- _Given instruction_
Output exactly the lines between the line that contains "Where can you find the clear" and the last line of the material, counting both.

- _The data_
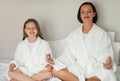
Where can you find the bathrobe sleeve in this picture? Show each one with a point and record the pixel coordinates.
(106, 50)
(19, 60)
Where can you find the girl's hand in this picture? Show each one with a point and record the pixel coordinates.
(49, 59)
(108, 64)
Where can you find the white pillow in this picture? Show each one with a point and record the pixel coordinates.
(112, 35)
(57, 47)
(116, 48)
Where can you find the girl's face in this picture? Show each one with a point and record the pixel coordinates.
(31, 29)
(87, 14)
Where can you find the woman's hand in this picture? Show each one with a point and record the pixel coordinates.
(108, 64)
(49, 59)
(11, 67)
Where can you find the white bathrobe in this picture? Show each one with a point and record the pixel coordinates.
(30, 58)
(85, 57)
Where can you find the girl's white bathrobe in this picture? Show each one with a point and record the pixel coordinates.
(30, 58)
(85, 54)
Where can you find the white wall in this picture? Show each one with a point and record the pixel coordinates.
(56, 17)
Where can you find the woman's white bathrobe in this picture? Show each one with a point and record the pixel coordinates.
(85, 58)
(31, 59)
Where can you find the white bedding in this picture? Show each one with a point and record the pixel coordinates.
(3, 70)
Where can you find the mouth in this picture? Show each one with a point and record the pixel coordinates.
(86, 17)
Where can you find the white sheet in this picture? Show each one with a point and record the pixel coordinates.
(3, 70)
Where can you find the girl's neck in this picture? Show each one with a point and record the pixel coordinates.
(87, 27)
(32, 39)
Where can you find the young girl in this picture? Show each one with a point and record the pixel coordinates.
(30, 56)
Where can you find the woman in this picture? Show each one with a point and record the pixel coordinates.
(89, 53)
(29, 62)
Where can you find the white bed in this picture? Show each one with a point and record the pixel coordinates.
(57, 48)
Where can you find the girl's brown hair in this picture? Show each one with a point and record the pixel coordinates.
(39, 34)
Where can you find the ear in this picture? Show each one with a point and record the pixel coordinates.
(94, 14)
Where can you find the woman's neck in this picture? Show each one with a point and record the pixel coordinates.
(87, 27)
(32, 39)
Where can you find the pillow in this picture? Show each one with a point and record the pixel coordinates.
(112, 35)
(57, 47)
(116, 48)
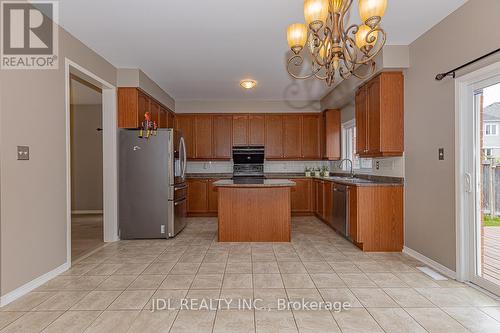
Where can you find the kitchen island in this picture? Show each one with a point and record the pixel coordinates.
(254, 211)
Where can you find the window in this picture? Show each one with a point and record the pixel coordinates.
(349, 145)
(349, 148)
(490, 129)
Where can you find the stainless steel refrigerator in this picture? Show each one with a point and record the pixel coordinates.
(152, 199)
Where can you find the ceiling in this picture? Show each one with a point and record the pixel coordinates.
(200, 50)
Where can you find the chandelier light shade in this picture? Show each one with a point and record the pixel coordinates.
(365, 38)
(336, 5)
(296, 36)
(369, 9)
(315, 13)
(336, 49)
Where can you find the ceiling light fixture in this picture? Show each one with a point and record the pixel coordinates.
(337, 51)
(248, 84)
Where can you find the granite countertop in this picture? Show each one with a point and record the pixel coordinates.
(263, 183)
(359, 180)
(209, 175)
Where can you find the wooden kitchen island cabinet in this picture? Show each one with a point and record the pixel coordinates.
(258, 212)
(376, 218)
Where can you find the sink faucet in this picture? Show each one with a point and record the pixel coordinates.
(351, 173)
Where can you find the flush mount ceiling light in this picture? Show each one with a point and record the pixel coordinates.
(248, 84)
(337, 51)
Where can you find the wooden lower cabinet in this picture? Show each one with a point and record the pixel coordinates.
(301, 197)
(376, 218)
(319, 198)
(328, 202)
(213, 198)
(201, 197)
(197, 196)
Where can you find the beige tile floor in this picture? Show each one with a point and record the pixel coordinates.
(86, 234)
(110, 291)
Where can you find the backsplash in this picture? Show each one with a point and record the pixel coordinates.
(269, 166)
(388, 166)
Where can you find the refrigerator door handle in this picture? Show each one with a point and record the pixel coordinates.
(184, 162)
(176, 203)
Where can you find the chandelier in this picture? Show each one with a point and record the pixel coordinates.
(337, 51)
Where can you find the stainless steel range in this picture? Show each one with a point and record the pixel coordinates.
(248, 163)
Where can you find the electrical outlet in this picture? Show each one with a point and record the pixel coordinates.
(441, 154)
(23, 153)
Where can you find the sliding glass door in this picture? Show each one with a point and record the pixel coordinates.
(484, 186)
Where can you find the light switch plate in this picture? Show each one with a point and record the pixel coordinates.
(441, 154)
(23, 153)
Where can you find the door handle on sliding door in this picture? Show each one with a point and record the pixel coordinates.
(468, 182)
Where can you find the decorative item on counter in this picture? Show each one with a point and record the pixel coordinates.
(148, 126)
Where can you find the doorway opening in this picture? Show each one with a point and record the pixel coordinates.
(108, 164)
(86, 167)
(478, 178)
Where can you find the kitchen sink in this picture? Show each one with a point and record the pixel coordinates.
(352, 180)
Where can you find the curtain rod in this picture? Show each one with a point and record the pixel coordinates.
(452, 73)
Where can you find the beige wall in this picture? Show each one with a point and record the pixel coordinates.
(466, 34)
(242, 106)
(86, 157)
(33, 193)
(132, 77)
(393, 57)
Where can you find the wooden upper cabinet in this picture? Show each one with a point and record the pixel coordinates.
(185, 124)
(240, 130)
(163, 122)
(256, 129)
(170, 120)
(203, 136)
(128, 108)
(154, 109)
(311, 135)
(362, 121)
(380, 116)
(332, 134)
(373, 116)
(274, 136)
(144, 106)
(292, 136)
(222, 134)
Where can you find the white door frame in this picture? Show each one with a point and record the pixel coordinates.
(110, 159)
(465, 169)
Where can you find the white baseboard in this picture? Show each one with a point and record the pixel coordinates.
(431, 263)
(88, 212)
(23, 290)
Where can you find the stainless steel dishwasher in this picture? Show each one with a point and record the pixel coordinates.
(340, 218)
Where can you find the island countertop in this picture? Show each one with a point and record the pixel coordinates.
(257, 183)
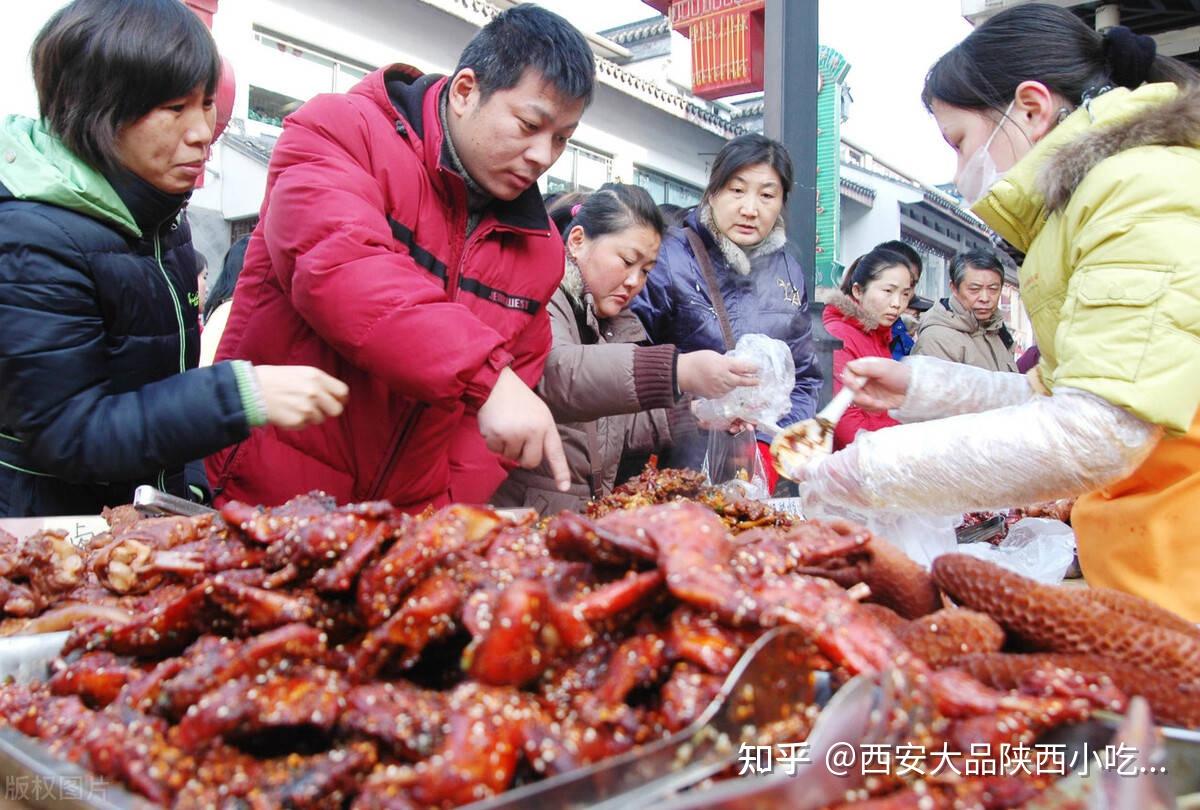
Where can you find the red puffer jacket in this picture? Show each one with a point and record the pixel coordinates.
(861, 337)
(361, 265)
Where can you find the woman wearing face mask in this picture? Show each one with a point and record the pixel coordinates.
(610, 394)
(99, 333)
(1092, 172)
(875, 292)
(726, 274)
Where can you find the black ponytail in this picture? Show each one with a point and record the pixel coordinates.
(610, 209)
(1050, 45)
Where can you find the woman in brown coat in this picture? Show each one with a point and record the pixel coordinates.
(609, 393)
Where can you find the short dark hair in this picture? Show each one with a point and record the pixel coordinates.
(749, 150)
(529, 36)
(907, 251)
(222, 288)
(610, 209)
(977, 259)
(100, 65)
(1043, 43)
(869, 267)
(673, 215)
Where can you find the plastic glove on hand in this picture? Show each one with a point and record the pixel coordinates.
(833, 480)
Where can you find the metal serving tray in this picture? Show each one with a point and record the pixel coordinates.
(30, 774)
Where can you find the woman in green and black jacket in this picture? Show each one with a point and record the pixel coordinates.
(99, 336)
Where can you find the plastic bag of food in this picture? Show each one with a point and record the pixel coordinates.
(733, 461)
(1036, 547)
(921, 535)
(765, 403)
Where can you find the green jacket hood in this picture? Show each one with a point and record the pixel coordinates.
(36, 166)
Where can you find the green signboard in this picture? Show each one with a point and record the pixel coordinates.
(832, 70)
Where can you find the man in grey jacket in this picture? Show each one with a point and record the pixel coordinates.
(969, 327)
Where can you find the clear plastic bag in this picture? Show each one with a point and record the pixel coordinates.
(921, 535)
(765, 403)
(1036, 547)
(732, 461)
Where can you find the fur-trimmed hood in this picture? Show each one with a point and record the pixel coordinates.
(852, 310)
(1117, 121)
(1173, 124)
(737, 257)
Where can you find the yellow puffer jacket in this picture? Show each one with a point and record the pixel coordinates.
(1107, 209)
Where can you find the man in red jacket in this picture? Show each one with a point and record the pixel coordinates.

- _Written reply_
Where can you find the clear plastic bag in this picture? Show each one with a point and record the pixel coordinates.
(921, 535)
(765, 403)
(1036, 547)
(732, 461)
Where can you find the fur-trimmed hood in this picture? Show each one with a point and record the pixel coordinates.
(852, 310)
(1117, 121)
(1173, 124)
(737, 257)
Where can you find the yellow puffer jacket in this picture? Show each one with a point and record the pixel coordinates.
(1107, 209)
Where can you find the man in red jacket in this picture? Show each one with a point and record the pixel coordinates.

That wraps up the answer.